Stored entries
==*==

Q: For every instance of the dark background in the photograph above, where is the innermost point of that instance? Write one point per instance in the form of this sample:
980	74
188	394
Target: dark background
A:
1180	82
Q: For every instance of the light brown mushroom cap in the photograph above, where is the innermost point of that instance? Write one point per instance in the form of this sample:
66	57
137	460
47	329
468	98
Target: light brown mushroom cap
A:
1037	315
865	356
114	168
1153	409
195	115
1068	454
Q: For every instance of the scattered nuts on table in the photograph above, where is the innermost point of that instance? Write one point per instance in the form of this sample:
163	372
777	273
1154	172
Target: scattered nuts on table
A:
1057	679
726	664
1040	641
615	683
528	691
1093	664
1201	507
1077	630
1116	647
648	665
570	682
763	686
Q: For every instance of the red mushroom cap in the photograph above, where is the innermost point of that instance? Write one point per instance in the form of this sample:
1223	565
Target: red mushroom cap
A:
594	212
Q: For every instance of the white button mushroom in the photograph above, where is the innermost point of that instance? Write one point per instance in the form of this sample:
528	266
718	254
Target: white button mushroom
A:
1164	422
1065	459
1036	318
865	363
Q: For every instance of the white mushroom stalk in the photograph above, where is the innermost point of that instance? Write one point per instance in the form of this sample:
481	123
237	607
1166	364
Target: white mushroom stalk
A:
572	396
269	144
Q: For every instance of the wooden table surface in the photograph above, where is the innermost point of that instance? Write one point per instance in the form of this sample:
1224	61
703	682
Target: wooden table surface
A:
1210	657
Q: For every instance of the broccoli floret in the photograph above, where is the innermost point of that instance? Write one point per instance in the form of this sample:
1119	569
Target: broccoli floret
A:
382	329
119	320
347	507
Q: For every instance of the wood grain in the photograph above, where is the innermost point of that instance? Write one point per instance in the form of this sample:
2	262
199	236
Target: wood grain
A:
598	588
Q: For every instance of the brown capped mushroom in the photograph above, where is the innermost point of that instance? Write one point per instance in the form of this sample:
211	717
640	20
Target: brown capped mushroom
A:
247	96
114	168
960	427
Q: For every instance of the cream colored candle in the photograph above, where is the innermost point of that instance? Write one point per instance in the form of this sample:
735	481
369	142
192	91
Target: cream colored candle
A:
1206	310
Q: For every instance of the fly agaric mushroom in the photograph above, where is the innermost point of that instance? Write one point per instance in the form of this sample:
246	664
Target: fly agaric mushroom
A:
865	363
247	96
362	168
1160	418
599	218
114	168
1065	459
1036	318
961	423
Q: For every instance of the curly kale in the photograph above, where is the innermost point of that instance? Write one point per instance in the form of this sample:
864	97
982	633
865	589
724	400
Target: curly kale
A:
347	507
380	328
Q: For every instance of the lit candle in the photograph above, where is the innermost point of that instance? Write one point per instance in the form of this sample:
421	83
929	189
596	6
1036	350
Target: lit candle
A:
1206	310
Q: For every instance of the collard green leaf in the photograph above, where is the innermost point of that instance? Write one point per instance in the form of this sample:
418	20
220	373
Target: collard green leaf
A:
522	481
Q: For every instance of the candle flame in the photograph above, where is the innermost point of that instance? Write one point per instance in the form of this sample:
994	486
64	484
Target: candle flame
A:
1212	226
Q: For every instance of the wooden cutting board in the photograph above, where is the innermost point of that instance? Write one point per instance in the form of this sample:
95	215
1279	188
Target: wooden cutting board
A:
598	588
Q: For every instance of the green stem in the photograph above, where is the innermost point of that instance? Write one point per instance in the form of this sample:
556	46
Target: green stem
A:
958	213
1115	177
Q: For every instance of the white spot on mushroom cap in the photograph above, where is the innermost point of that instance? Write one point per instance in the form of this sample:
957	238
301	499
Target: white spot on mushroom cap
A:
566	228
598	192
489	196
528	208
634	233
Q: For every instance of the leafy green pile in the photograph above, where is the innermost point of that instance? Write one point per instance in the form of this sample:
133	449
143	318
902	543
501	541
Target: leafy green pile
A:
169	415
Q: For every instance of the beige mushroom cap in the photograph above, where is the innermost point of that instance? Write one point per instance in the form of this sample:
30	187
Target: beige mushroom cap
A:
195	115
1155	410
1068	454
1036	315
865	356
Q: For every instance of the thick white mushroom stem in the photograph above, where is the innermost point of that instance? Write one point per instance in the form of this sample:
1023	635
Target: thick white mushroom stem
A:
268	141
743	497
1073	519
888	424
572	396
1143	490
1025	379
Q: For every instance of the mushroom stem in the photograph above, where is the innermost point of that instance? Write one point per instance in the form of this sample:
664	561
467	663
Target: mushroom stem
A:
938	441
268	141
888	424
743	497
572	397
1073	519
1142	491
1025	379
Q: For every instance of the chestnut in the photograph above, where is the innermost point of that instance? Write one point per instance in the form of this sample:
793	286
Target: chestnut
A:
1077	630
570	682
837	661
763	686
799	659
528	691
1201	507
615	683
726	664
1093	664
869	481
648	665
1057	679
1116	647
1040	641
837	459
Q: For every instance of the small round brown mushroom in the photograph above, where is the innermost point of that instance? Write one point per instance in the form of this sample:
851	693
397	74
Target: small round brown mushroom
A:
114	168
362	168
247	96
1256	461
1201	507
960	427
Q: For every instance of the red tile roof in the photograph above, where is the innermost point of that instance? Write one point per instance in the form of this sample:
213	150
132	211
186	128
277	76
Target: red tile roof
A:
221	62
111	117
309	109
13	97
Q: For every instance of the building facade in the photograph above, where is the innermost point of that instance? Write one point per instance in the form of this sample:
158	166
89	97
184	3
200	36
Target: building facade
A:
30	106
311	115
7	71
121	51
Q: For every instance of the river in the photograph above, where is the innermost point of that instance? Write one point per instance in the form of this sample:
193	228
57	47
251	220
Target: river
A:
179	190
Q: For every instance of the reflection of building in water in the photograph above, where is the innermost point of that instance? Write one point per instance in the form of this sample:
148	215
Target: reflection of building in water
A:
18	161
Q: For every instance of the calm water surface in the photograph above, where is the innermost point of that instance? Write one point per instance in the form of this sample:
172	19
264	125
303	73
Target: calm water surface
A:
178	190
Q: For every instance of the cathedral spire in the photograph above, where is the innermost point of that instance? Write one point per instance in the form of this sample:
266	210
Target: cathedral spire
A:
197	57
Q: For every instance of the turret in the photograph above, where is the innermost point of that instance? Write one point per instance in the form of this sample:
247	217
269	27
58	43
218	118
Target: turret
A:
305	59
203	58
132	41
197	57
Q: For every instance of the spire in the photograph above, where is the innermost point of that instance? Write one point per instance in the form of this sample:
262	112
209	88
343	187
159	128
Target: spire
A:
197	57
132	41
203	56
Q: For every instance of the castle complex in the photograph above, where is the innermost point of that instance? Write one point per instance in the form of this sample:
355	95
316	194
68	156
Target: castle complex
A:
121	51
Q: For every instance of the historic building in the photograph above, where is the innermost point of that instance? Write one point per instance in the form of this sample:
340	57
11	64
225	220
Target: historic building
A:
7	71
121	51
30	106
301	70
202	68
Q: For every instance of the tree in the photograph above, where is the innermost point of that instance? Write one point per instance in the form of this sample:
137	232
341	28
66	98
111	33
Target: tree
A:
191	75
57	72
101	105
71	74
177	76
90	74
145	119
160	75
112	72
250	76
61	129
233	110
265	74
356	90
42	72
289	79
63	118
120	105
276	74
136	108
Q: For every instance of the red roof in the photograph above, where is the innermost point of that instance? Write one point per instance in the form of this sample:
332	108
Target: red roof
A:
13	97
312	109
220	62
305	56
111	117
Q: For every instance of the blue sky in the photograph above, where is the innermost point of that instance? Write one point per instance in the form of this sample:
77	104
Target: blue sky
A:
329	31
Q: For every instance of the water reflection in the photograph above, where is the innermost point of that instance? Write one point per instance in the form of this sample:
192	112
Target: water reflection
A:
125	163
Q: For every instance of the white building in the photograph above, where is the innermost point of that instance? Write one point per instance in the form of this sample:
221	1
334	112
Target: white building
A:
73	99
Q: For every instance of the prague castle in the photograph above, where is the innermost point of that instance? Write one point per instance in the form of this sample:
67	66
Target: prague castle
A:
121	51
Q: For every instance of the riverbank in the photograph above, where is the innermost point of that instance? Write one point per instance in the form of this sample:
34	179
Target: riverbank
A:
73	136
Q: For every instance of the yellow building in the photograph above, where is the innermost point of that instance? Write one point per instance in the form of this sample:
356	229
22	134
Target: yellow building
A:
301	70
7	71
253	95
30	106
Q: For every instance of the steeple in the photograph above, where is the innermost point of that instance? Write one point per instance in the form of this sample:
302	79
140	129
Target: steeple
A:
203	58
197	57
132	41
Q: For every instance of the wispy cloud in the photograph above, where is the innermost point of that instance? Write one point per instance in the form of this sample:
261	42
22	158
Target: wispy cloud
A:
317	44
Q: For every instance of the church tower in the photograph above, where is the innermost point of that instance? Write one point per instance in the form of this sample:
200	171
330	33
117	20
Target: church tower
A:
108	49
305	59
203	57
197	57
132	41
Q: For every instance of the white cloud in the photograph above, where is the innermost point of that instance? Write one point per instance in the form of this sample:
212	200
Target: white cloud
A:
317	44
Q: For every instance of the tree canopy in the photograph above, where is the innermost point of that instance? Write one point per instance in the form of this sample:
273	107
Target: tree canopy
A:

==*==

REQUIREMENT: Above are the records; report each line in them that includes the word "colored".

WRITTEN RESPONSE:
Q: For every instance of the cream colored candle in the photograph above, where is the innermost point of that instance? Write one point per instance in the form of this sample:
Target: cream colored candle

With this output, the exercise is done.